Select every line in the entries that contains the word "concrete", and copy each one in full.

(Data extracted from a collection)
######

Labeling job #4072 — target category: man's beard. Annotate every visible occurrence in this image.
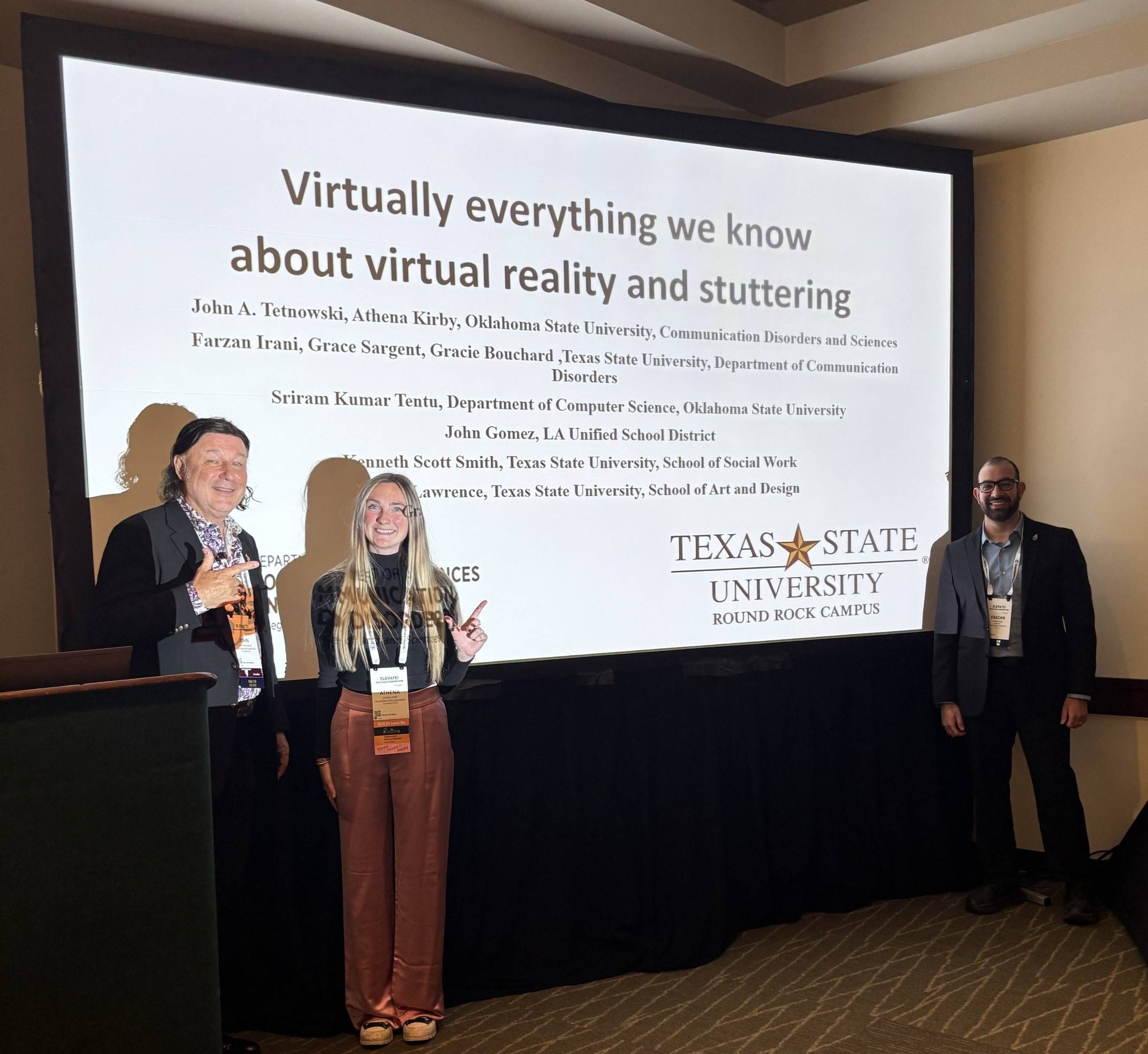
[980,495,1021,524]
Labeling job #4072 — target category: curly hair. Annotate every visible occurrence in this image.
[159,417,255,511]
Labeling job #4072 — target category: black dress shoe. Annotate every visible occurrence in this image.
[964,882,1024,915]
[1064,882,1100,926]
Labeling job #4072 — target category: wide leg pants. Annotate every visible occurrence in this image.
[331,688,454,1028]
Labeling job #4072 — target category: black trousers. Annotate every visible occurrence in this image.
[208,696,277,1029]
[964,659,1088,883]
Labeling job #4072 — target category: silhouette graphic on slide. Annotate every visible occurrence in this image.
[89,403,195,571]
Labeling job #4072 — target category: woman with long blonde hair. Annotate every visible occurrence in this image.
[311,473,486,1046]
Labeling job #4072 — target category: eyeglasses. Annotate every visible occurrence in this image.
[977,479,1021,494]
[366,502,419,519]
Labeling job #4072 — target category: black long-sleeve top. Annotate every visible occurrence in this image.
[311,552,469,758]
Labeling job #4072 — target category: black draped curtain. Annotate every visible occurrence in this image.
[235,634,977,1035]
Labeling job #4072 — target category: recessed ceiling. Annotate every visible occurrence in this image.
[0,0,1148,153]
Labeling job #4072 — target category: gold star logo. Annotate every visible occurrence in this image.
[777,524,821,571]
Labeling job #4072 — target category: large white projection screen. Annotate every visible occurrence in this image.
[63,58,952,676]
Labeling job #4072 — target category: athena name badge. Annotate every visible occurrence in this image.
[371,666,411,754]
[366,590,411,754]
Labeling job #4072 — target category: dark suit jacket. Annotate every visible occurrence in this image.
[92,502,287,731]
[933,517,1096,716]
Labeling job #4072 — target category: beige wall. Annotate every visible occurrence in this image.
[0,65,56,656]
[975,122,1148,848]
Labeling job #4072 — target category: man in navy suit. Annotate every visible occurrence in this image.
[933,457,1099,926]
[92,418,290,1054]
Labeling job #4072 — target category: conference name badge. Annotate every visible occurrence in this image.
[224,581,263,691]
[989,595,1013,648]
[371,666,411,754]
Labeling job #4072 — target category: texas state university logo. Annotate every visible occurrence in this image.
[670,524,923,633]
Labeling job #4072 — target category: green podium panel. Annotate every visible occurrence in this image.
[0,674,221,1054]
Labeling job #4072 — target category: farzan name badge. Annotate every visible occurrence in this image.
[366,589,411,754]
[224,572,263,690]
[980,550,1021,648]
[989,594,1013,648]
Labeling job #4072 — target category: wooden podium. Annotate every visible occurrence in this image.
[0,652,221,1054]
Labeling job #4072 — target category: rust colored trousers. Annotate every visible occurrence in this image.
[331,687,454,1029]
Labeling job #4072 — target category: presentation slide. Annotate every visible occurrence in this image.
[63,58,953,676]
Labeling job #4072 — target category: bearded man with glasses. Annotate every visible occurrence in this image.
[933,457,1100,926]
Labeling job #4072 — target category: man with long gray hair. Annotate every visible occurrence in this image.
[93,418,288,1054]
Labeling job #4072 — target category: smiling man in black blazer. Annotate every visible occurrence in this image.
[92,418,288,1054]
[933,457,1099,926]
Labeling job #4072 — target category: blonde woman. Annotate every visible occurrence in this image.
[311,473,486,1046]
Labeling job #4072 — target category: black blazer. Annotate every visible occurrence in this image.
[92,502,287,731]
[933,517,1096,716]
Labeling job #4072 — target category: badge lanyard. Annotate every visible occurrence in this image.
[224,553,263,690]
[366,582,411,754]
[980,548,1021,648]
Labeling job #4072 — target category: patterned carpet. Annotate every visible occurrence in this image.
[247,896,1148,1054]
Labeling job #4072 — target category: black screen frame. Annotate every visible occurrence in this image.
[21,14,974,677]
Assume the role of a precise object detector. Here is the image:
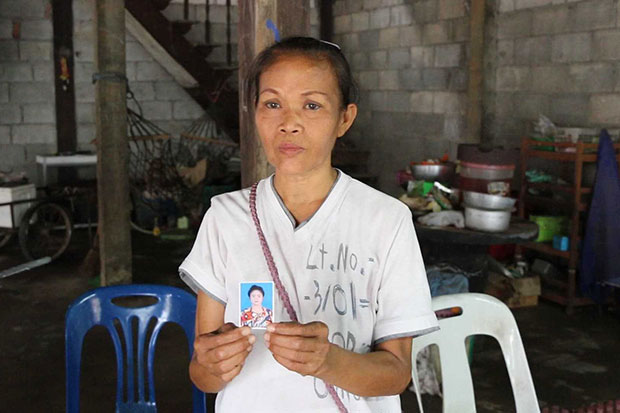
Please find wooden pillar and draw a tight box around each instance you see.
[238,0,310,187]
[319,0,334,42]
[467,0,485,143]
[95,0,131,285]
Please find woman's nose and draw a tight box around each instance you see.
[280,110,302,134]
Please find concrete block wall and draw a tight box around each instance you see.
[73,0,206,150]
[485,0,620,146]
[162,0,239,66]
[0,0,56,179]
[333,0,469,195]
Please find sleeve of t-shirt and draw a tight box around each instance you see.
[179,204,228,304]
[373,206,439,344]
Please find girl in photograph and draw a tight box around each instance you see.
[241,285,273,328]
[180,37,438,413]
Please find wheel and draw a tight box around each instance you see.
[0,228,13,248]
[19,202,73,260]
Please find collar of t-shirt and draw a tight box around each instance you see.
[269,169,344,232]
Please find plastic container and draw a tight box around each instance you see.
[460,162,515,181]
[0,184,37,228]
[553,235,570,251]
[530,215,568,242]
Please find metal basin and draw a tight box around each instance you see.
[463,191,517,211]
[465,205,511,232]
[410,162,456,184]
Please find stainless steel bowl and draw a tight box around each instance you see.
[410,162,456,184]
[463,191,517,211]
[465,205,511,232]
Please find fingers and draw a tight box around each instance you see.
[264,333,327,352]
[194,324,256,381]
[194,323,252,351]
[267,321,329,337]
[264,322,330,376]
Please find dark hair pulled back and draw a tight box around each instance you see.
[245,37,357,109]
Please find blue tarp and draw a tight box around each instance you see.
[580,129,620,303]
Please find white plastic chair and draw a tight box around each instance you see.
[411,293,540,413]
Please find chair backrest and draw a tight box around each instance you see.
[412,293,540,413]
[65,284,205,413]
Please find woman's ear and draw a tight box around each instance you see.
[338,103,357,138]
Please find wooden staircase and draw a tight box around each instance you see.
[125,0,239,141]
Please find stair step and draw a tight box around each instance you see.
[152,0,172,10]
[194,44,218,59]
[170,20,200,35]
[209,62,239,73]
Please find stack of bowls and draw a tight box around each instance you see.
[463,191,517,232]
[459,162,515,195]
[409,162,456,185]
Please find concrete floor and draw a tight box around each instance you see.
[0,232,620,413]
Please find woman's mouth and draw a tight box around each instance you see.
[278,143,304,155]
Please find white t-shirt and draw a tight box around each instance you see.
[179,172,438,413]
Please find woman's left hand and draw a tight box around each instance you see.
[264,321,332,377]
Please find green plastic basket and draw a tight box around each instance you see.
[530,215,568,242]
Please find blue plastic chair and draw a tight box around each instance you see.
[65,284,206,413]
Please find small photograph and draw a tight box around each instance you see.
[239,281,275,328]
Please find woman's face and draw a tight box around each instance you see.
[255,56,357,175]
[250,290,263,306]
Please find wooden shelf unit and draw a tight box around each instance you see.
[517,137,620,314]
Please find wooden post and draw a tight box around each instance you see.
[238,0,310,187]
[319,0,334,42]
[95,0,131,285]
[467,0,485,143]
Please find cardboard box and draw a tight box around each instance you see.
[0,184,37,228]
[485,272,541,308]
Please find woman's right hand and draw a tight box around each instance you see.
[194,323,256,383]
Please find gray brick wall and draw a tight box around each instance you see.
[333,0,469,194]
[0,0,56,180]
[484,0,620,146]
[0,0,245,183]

######

> _REPLY TO THE TASK_
Please find concrete block wall and draw a tight box around each instance you see.
Please find concrete floor and draw a tight box around each instance you see.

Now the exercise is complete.